▶ WHAT TO WORK ON: Starting at the line that contains "Q: Point to the tree shadow", restate each line word for word through the final line of the data, keeping both ends.
========================================================================
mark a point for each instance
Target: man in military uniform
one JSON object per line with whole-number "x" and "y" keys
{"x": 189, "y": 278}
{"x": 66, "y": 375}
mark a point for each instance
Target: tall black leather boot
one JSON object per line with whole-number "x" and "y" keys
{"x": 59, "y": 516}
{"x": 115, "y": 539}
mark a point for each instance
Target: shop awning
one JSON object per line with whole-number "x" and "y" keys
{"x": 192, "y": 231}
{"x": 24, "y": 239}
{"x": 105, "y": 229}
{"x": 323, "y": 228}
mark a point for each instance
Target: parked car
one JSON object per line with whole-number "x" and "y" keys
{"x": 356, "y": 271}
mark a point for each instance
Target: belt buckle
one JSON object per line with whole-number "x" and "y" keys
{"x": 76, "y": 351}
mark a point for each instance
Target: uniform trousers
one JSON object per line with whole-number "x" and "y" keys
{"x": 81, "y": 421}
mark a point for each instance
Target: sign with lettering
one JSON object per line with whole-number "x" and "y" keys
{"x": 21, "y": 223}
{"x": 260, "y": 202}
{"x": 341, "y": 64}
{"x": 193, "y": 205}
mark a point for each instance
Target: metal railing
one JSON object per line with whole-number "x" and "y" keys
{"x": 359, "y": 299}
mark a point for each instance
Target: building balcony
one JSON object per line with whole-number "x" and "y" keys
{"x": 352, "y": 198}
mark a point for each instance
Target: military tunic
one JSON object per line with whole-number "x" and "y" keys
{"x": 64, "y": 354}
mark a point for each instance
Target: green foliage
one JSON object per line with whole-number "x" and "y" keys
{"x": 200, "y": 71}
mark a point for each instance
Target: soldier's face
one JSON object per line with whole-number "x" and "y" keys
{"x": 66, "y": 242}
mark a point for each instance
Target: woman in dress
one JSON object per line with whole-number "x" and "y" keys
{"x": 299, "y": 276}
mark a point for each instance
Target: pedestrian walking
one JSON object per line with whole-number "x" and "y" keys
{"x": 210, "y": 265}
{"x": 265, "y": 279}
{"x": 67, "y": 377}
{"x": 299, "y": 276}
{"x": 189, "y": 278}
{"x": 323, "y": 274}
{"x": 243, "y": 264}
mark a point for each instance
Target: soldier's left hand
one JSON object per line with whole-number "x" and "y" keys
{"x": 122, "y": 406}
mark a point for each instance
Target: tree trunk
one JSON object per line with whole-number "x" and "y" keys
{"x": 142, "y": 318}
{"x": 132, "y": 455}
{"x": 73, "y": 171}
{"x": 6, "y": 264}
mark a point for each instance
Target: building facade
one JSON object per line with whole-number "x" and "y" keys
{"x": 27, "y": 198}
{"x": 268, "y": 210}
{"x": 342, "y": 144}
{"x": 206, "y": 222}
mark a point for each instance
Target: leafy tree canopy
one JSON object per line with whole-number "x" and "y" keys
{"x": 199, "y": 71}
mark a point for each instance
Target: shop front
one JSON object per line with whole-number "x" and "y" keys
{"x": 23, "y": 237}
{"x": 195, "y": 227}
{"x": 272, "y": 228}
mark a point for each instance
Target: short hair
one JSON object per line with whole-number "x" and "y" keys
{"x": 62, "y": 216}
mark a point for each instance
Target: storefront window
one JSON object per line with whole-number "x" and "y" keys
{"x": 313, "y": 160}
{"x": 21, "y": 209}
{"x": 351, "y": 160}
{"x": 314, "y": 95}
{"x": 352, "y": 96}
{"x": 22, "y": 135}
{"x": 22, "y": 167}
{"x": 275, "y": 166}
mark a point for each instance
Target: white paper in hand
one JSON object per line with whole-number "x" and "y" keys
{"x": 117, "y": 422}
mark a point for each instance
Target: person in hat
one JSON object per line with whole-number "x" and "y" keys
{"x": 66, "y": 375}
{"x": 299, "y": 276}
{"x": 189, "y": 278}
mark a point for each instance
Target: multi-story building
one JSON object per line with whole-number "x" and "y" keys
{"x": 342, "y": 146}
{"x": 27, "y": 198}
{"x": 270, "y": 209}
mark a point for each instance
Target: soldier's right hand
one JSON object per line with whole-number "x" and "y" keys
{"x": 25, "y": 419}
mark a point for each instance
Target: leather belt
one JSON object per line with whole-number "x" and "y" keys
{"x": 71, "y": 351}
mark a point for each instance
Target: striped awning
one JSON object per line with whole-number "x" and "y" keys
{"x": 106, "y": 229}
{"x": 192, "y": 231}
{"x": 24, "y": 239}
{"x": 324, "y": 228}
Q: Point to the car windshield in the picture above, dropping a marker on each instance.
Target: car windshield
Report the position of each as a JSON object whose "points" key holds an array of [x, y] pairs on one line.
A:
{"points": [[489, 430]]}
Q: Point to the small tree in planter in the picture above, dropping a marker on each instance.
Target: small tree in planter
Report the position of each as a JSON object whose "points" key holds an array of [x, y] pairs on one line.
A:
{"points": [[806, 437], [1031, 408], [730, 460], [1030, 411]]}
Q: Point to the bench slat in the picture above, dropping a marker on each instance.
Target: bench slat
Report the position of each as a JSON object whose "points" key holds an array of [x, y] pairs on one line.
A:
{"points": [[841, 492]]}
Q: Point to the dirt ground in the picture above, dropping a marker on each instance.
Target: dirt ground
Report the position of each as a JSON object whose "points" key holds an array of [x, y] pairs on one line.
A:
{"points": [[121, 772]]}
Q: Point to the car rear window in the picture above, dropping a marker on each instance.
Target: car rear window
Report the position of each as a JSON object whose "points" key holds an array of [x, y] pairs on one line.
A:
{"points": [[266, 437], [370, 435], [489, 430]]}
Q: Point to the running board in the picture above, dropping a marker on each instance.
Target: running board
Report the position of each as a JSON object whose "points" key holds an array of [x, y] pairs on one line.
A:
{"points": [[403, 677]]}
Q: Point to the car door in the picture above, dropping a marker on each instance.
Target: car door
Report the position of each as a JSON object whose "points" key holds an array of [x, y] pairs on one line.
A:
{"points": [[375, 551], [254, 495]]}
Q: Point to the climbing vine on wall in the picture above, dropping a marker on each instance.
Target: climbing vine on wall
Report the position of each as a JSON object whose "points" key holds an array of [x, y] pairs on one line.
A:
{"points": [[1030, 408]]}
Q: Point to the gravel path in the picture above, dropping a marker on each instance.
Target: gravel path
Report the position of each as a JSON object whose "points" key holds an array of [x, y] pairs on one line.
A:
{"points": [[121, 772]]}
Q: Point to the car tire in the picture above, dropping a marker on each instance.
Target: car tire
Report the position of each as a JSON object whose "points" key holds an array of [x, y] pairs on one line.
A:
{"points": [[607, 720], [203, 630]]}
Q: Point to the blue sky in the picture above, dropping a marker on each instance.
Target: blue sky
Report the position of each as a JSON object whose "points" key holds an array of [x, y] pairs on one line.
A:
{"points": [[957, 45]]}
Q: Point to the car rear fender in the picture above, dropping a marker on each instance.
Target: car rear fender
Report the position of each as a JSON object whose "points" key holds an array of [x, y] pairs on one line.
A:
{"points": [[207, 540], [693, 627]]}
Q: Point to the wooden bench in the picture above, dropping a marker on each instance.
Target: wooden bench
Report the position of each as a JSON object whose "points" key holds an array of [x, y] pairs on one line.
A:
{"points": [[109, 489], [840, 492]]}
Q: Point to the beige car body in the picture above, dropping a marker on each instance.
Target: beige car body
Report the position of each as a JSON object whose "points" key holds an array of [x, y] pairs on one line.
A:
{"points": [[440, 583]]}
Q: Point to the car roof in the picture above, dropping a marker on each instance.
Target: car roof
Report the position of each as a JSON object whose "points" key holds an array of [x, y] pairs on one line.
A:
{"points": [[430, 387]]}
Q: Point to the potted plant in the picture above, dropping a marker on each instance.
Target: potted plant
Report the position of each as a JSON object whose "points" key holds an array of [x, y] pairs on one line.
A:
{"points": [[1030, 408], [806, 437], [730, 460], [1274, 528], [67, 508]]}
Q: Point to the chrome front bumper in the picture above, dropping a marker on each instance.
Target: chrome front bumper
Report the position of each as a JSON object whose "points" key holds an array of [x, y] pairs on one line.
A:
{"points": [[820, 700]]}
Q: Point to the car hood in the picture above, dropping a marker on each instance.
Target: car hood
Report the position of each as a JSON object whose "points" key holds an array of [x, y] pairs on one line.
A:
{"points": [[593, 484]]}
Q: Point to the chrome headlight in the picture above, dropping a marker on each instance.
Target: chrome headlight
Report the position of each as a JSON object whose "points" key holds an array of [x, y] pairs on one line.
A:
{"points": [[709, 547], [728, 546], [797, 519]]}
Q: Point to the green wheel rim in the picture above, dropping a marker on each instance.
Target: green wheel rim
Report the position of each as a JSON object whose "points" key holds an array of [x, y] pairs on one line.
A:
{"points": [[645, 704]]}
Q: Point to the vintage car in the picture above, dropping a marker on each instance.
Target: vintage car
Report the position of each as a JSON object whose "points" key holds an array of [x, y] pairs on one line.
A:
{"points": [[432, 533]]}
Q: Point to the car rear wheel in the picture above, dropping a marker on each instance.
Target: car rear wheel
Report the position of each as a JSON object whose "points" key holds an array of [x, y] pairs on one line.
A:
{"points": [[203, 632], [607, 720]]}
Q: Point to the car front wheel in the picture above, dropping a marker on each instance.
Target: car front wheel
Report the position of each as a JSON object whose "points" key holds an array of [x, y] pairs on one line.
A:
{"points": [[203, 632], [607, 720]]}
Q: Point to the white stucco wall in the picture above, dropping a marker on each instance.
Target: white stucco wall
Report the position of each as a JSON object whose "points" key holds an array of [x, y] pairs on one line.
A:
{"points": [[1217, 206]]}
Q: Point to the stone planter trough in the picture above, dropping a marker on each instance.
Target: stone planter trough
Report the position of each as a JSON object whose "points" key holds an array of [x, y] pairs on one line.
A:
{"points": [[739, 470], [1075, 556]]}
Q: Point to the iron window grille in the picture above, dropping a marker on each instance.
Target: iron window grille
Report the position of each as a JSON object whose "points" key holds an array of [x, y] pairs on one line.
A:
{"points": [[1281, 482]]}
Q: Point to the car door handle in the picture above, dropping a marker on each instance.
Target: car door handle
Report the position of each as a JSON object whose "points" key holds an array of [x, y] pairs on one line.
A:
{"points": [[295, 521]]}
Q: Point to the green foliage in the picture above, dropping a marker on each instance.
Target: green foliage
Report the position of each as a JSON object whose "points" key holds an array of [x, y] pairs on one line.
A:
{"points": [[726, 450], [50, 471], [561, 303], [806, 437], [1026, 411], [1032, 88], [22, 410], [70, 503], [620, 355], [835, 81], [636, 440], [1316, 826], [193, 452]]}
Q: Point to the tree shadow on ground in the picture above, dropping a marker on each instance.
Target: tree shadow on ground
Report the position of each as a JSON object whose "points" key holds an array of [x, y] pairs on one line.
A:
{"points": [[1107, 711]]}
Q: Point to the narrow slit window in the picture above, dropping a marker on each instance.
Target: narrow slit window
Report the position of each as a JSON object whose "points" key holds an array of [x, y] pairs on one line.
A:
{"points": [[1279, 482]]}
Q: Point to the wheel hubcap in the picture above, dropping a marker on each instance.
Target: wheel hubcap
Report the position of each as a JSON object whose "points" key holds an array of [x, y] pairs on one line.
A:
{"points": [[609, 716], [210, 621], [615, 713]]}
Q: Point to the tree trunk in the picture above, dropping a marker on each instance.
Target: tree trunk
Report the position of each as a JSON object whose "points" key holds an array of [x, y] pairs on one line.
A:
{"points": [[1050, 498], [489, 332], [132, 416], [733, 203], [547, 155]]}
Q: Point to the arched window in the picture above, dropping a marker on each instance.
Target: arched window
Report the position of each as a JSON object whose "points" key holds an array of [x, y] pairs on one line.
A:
========================================================================
▶ ANSWER IN FULL:
Q: Point to the tree shadow on ground in the picture above, dropping a marker on each instance.
Target: tree shadow on ground
Report the position of each as a JSON object whose "points" key holds an array of [x, y] pairs on one line.
A:
{"points": [[1107, 711]]}
Q: Point to the narrow slit window in the picture above, dropping a marker on each instance.
Target: narrow slit window
Report the position of each as a JSON object whose "points" key holds an array of [x, y] pairs on one line.
A:
{"points": [[1279, 482]]}
Q: Point to the wheel hubcap in the picture above, dropping a marker on each instance.
Target: wheel hubcap
Report the position of each as a JSON object whose "points" key holds an array of [x, y] pairs on one line.
A:
{"points": [[609, 716], [210, 621], [615, 713]]}
Q: Point to the tree trunk in the picture above, dropping a marker on each instance.
Target: tree trunk
Report the position of each as a JSON object whose "points" key holds an array of [x, y] pairs on one line.
A:
{"points": [[1050, 498], [489, 332], [132, 416], [733, 203], [547, 155]]}
Q: Point to the arched window in the picture above, dropping a marker on each instance.
Target: arched window
Report the position of each as a JSON object whose "points" key holds an array of [x, y] pairs on one line.
A:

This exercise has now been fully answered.